For gene expression analysis, the batch-normalized RNA-seq data generated with RSEM [28] from Illumina HiSeq_RNASeq_V2 (‘rna_seq_v2_mrna’) data was accessed from TCGA over cBioPortal. Gene expression data were available for 207/215 (96%) TCGA samples with known SARIFA-status. Missing values were replaced with zero counts. Among the samples, 11 samples could not be considered because of negative counts due to the batch correction. Differential expression analysis was performed with DESeq2 v1.36.0 [29] with counts rounded to an integer and Wald test without covariates or with sex included as a covariate in the linear model. CMS subtyping of samples was performed with CMScaller v2.0.1 [30] with the raw counts and with Entrez gene identifiers, 5000 permutations (random seed 31415), and an FDR (false discovery rate) threshold of 0.05. In both groups, 12–14% of the samples could not be confidently assigned a CMS subtype. Functional gene set analysis was performed with GO (Panther v16.0 with GO db as of 12/2021) [31], ShinyGo v0.77 [32], and GSEA (gene set enrichment analysis) v4.3.2 [33]. Gene and protein expression data were visualized with ggplot2 v3.4.2 [34] and networkD3 v0.4. Protein expression was accessed as processed RPPA (reverse phase protein assay) values from cBioPortal and visualized with ggplot2. Drug response predictions based on gene expression were established by deploying oncoPredict [35] with training data from the GDSC2 database [36]. The prediction model was run primarily with default settings (https://cran.r-project.org/web/packages/oncoPredict/oncoPredict.pdf).

Availability of molecular and image data

The dataset(s) supporting the conclusions of this article are included within the article (and its additional files). Molecular and image data are publicly available at https://portal.gdc.cancer.gov/ and https://www.cbioportal.org/.
::::::::::
## THE PROBLEM
Rewrite the part of the methods text that opens with "Availability of molecular" and closes with "https://portal.gdc.cancer.gov/ and https://www.cbioportal.org/.", putting "imaging data" in place of "image data" each time it appears.

## SUPPLIED DATA
::::::::::
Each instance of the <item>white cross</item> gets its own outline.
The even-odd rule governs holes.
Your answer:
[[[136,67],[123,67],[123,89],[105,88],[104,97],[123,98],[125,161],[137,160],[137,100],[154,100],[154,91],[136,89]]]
::::::::::
## FINAL ANSWER
Availability of molecular and imaging data

The dataset(s) supporting the conclusions of this article are included within the article (and its additional files). Molecular and imaging data are publicly available at https://portal.gdc.cancer.gov/ and https://www.cbioportal.org/.